-------- Extract --------

Study Reveals Alarming 6.5% Mortality Rate among COVID-19 Hospitalized Patients in the Year Following Infection

The ICMR study specifically focused on patients with moderate to severe disease, revealing an alarming mortality rate consistent with international statistics.

Srajan Girdonia
New Update

In a recent breakthrough study conducted by the Indian Council of Medical Research (ICMR), it has been found that individuals who were hospitalized with COVID-19 had a startlingly high mortality rate of nearly 6.5% in the year that followed. The findings, while raising concerns, also bring global trends into perspective. Analyzing a cohort of 14,419 patients across 31 hospitals, the study delved into various aspects of the disease's impact, uncovering critical insights into post-COVID-19 conditions and vulnerable populations.

Exploring the Major Findings

The comprehensive study, based on hospitalization data since September 2020, encompassed cases linked to the original, delta, or omicron coronavirus variants. It specifically focused on patients with moderate to severe disease, revealing an alarming mortality rate consistent with international statistics. However, the study's scope extended beyond mere mortality rates.

Beyond the distressing mortality figures, the research spotlighted the prevalence of post-COVID-19 conditions among survivors. Around 17.1% of participants reported experiencing lingering health issues including lethargy, breathlessness, and cognitive abnormalities such as brain fog and concentration difficulties. Strikingly, the study found that those afflicted by these conditions faced almost three times higher mortality rates.

-------- Recorded information --------

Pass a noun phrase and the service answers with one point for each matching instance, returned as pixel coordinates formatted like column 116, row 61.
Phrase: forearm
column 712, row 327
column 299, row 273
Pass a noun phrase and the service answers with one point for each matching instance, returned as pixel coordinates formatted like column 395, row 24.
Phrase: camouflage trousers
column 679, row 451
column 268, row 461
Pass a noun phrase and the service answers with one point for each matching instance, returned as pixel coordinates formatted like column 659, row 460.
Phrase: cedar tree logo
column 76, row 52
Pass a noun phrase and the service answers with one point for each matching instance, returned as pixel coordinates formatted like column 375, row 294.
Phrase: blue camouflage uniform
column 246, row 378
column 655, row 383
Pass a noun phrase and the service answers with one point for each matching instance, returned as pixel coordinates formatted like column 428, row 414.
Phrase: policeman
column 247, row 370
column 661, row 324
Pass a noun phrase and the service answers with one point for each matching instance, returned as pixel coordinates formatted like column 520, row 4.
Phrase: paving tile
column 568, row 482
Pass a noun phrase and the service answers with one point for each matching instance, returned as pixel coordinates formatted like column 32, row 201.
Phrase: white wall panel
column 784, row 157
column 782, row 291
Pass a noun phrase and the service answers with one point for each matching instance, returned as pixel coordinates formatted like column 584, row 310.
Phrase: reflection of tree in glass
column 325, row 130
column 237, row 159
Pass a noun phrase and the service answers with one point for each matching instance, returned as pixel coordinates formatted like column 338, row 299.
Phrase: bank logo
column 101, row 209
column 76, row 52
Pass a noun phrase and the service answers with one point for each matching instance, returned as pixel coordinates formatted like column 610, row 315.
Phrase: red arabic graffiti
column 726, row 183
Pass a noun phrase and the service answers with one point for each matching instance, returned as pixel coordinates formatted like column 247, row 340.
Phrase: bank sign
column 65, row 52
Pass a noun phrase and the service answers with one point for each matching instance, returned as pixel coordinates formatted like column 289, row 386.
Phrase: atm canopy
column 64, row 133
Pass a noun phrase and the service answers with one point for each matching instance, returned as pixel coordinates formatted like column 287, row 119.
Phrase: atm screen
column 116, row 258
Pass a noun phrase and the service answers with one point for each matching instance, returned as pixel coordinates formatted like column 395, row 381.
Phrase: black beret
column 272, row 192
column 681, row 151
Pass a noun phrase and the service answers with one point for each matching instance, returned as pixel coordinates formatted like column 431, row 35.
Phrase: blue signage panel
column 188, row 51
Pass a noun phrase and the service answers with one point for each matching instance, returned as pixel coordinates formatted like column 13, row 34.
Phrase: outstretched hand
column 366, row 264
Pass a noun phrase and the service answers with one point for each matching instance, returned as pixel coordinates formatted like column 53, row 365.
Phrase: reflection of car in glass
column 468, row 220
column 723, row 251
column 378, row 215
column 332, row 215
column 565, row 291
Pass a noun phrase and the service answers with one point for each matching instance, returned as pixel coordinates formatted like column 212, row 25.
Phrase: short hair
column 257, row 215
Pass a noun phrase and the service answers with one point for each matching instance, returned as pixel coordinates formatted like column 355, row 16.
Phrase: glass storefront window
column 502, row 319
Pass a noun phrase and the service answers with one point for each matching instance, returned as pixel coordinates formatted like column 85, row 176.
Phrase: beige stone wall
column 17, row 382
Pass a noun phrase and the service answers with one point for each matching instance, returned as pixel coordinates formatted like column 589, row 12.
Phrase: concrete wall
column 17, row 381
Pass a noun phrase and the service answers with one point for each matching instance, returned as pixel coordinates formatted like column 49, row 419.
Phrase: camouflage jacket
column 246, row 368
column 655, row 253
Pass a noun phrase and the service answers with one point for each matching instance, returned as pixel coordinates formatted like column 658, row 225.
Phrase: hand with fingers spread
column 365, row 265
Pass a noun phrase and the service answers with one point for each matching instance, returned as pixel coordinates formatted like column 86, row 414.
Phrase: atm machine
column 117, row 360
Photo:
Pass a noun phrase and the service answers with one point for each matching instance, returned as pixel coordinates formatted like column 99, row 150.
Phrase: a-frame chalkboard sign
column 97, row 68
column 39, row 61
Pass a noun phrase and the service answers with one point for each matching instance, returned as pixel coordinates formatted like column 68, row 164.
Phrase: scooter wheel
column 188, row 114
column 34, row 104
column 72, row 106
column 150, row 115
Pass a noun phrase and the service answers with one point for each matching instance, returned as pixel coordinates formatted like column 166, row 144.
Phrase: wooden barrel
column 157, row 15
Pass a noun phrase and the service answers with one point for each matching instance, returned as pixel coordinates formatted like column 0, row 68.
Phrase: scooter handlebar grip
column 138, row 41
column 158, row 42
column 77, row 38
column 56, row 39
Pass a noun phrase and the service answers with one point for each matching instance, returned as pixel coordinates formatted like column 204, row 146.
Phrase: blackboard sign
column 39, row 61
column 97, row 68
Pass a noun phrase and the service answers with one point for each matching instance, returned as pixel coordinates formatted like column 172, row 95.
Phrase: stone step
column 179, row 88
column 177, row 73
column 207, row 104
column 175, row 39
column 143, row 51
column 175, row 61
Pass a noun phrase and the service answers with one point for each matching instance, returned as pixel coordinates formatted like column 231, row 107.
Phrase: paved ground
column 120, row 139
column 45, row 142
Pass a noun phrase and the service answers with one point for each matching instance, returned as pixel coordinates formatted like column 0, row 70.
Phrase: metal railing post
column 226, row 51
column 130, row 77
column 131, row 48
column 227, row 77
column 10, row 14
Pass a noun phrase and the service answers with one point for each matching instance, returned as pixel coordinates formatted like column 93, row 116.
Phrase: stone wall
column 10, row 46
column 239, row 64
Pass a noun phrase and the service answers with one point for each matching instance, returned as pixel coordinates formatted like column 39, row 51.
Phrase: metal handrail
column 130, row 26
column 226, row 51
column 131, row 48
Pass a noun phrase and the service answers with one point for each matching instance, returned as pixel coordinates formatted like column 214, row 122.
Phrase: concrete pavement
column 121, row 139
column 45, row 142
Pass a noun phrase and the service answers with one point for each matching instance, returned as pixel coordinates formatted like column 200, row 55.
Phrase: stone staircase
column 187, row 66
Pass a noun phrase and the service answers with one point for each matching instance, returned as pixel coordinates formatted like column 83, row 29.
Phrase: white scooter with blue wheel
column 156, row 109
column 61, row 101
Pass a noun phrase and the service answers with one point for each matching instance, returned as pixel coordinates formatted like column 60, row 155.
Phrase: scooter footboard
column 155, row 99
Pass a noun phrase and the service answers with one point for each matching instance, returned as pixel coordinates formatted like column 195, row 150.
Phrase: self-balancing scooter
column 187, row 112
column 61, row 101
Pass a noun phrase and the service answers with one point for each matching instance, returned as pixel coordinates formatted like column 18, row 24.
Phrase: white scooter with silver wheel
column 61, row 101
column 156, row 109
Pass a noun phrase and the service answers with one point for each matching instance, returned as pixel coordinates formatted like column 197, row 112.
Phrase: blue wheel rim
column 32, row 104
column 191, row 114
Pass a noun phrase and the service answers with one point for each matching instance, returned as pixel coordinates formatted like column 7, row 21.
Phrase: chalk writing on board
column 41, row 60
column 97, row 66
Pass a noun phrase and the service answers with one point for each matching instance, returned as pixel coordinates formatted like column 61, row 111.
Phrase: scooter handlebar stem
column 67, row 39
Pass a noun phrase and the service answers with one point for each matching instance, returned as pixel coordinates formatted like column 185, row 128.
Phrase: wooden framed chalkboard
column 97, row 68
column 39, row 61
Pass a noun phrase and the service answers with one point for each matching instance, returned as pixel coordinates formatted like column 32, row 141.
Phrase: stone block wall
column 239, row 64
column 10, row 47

--------

**What to do**
[a] Rename "lethargy" as "fatigue" in the article on COVID-19 mortality, and give the part that opens with the words containing "The comprehensive study, based" and closes with "higher mortality rates.".
[b] According to the article on COVID-19 mortality, how many hospitals did the study's cohort of patients come from?
[c] For each statement, decide whether it agrees with the article on COVID-19 mortality: (i) The study drew on hospitalization data from September 2020 onward. (ii) The study concentrated on patients with mild disease. (iii) About a quarter of participants reported lingering health issues.
None of the dataset entries is needed for this work.

**Answers for this exercise**
[a]
The comprehensive study, based on hospitalization data since September 2020, encompassed cases linked to the original, delta, or omicron coronavirus variants. It specifically focused on patients with moderate to severe disease, revealing an alarming mortality rate consistent with international statistics. However, the study's scope extended beyond mere mortality rates.

Beyond the distressing mortality figures, the research spotlighted the prevalence of post-COVID-19 conditions among survivors. Around 17.1% of participants reported experiencing lingering health issues including fatigue, breathlessness, and cognitive abnormalities such as brain fog and concentration difficulties. Strikingly, the study found that those afflicted by these conditions faced almost three times higher mortality rates.

[b] 31 hospitals.

[c]
(i) Yes: "based on hospitalization data since September 2020"
(ii) No: "It specifically focused on patients with moderate to severe disease"
(iii) No: "Around 17.1% of participants reported experiencing lingering health issues"